* Start *

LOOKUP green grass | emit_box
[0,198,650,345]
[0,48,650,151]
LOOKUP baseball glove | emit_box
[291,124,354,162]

* End *

Your instructions: Render every line of the listing above as a JSON list of strings, one string per line, with blank lines omitted.

Correct output:
[
  "LOOKUP green grass | emit_box",
  "[0,198,650,345]",
  "[0,48,650,151]",
  "LOOKUP baseball glove | emit_box",
  "[291,124,354,162]"
]